* [TÂCHE DEMANDÉE] Dénombrez les lignes ci-dessous qui contiennent la chaîne « Query ». Indiquez uniquement ce nombre.

:: ENTRÉES

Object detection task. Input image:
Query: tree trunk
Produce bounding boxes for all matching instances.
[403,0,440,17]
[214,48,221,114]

::::
:: ENTRÉES

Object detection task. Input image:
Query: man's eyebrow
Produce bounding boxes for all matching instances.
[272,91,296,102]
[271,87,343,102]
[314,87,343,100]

::::

* [RÉPONSE COMPLÈTE] 2